▶ _Given passage_:

━━━━━━━━━━━━━━━━

Years of training and skill building would follow and sure, you’d lose a few races along the way, but when you’re standing on that Olympic or Commonwealth podium, you’d realise all the painful failures were worth it.

Shark Tank’s Steve Baxter, who was recently on the Gold Coast to speak at the city’s Trade 2018 festival, told news.com.au it’s that exact mentality we should be using to produce more entrepreneurs.

Baxter, who fell into business when he launched his first start-up at the age of 23, said kids should be “trained” to be entrepreneurs.

“Sport stars at their peak are exceptionally competitive people, as are entrepreneurs — but they start differently,” he said.

The Shark Tank judge said the only thing separating entrepreneurs from athletes is the way they start their career.

“The average sport star here probably started at eight or nine years old as a swim star, gymnastics or whatever it might be and they’ve striven to be at the top of their sport the entire time. They probably get to 25 or 30 and that’s the end of their career,” he said.

━━━━━━━━━━━━━━━━

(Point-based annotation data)

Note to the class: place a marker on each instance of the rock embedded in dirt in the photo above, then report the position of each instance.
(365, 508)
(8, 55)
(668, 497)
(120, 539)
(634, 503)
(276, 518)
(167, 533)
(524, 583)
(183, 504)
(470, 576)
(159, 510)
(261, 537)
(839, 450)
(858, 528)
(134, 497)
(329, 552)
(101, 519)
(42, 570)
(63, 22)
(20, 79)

━━━━━━━━━━━━━━━━

▶ _Task set_:
(1) Answer these questions using the Baxter passage:
(a) What event brought Steve Baxter to the Gold Coast?
(b) How old was Baxter when he launched his first start-up?
(c) At what age, according to Baxter, did the average sport star probably start?
(2) List every age in years that the Baxter passage mentions.
You won't need the lines for anything here.

▶ _Solutions to the exercise_:
(1)
(a) The city's Trade 2018 festival, where he was there to speak.
(b) 23.
(c) Eight or nine years old.

(2) 23, eight, nine, 25, 30